## [Texte à lire]
==============================

C’est pourquoi il est difficile de prévoir ce que sera le lendemain. Il faudrait sans doute une profonde campagne d’explication pour sensibiliser l’opinion publique et les politologues européens à la situation issue des événements de 2008 en Transcaucasie. Or l’Europe est en proie à la crise et la presse occidentale, en France notamment, est dominée par des intérêts qui sont passés de l’antisoviétisme à la russophobie. Pour les Américains, il est utile d’avoir un ennemi et il convient d’affaiblir la Russie sur ses marches extérieures. Il en est de même pour les Britanniques pour qui toute puissance ou entente émergeant sur le continent européen est dangereuse. Divide ut imperes (разделяй и властвуй) est un vieil adage.

==============================

## [Travail à faire]
Restituez mot pour mot le passage du texte sur la Transcaucasie, ci-dessus, en commençant par « C’est pourquoi il » et en allant jusqu'à « un vieil adage. ».

## [Données fournies]
==============================

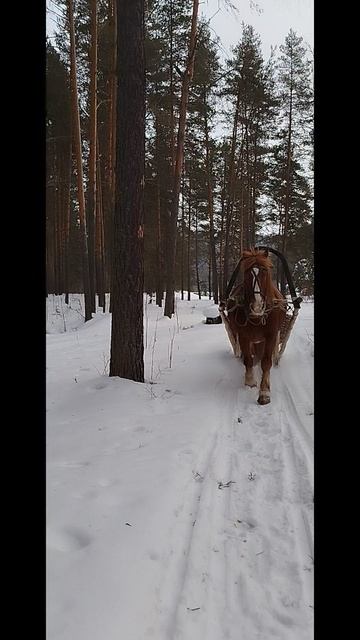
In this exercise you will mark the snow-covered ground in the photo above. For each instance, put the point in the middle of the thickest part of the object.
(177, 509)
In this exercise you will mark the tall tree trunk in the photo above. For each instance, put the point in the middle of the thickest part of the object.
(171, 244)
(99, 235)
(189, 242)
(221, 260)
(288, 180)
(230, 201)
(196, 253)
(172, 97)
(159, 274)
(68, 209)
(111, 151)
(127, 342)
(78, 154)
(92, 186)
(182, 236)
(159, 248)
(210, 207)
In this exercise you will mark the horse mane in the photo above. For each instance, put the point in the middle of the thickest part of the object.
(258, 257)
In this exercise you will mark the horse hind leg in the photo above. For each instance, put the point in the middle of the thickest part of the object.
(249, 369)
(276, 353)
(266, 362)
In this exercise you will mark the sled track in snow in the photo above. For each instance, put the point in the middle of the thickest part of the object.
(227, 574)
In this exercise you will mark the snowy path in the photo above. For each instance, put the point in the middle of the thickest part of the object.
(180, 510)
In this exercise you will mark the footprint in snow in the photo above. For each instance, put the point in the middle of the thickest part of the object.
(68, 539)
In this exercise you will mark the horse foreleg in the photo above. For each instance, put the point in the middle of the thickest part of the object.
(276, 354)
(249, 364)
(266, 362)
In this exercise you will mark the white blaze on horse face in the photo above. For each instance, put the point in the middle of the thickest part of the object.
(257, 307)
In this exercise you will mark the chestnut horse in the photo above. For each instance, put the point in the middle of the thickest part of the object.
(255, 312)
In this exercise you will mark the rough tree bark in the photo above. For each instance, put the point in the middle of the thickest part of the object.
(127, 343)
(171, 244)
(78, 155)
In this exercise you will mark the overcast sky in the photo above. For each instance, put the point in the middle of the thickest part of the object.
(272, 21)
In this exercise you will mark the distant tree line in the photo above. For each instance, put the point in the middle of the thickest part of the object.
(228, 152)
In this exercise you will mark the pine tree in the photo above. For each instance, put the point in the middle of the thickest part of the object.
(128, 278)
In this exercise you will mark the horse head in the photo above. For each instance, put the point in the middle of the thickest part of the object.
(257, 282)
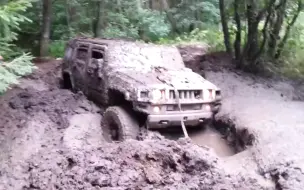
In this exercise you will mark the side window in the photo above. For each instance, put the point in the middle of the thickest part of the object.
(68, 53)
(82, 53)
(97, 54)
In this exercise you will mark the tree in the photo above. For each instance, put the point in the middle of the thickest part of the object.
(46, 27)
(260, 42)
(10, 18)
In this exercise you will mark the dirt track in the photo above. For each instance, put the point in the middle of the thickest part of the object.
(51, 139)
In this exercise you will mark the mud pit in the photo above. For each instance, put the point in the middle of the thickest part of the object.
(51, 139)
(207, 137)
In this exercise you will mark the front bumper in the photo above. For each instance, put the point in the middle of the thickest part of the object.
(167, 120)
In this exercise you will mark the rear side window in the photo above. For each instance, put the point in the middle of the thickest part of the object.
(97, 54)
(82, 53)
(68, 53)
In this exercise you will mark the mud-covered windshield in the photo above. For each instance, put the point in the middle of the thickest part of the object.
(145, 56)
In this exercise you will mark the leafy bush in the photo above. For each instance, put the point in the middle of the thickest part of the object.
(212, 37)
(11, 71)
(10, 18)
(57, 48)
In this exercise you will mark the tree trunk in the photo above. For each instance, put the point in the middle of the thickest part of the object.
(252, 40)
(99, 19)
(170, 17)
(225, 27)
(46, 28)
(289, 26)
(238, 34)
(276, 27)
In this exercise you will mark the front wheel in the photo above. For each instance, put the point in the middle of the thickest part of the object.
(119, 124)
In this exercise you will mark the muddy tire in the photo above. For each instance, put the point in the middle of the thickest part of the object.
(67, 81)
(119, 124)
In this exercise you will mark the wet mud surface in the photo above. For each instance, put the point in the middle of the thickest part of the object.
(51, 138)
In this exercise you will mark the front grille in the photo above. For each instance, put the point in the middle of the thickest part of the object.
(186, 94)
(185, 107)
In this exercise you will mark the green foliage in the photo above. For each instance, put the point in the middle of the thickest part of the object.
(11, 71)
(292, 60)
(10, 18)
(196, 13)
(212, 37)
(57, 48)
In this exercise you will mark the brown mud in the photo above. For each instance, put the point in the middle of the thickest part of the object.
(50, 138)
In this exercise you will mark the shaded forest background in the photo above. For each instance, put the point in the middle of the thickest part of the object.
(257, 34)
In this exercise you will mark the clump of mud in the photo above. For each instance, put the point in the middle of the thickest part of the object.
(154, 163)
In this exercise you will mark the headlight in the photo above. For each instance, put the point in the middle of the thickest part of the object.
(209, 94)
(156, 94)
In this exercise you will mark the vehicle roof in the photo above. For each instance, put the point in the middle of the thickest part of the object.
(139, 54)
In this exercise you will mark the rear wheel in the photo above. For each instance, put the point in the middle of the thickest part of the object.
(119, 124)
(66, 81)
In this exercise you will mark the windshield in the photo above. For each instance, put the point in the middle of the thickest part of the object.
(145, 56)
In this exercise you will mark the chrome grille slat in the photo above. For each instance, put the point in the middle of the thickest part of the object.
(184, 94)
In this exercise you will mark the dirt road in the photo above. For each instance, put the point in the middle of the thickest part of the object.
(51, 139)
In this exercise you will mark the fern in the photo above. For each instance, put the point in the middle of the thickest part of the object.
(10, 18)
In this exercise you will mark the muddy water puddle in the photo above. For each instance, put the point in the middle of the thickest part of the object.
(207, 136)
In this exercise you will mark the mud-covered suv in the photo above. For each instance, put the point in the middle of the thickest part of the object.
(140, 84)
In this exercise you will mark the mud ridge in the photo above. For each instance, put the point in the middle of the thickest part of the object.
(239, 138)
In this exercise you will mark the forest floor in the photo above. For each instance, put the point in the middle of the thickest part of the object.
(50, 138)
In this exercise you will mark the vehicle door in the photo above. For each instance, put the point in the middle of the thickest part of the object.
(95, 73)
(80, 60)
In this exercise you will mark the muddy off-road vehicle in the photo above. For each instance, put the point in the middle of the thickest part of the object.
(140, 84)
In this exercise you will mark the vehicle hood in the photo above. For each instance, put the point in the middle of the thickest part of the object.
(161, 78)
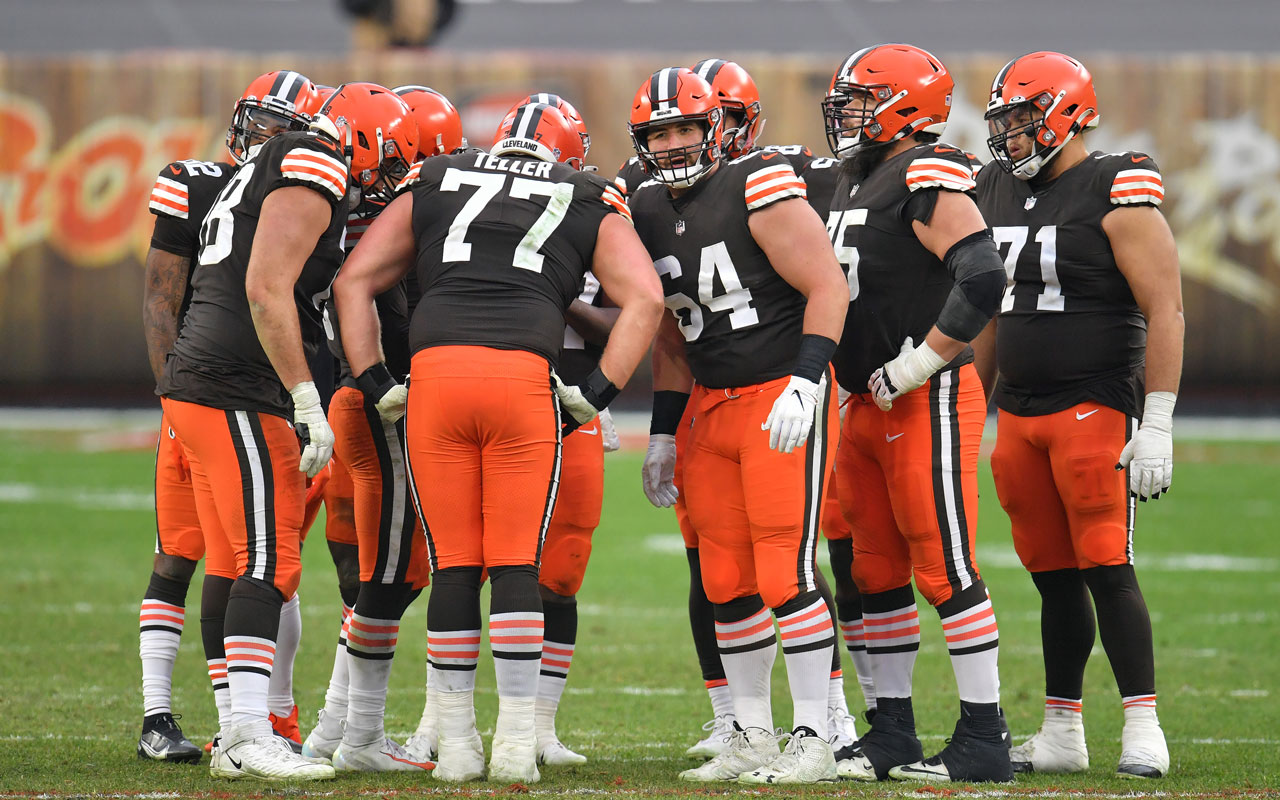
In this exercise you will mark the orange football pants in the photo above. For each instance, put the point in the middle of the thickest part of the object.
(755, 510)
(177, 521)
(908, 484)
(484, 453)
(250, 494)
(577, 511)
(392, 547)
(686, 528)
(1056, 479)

==============================

## [Problème résolu]
C’est pourquoi il est difficile de prévoir ce que sera le lendemain. Il faudrait sans doute une profonde campagne d’explication pour sensibiliser l’opinion publique et les politologues européens à la situation issue des événements de 2008 en Transcaucasie. Or l’Europe est en proie à la crise et la presse occidentale, en France notamment, est dominée par des intérêts qui sont passés de l’antisoviétisme à la russophobie. Pour les Américains, il est utile d’avoir un ennemi et il convient d’affaiblir la Russie sur ses marches extérieures. Il en est de même pour les Britanniques pour qui toute puissance ou entente émergeant sur le continent européen est dangereuse. Divide ut imperes (разделяй и властвуй) est un vieil adage.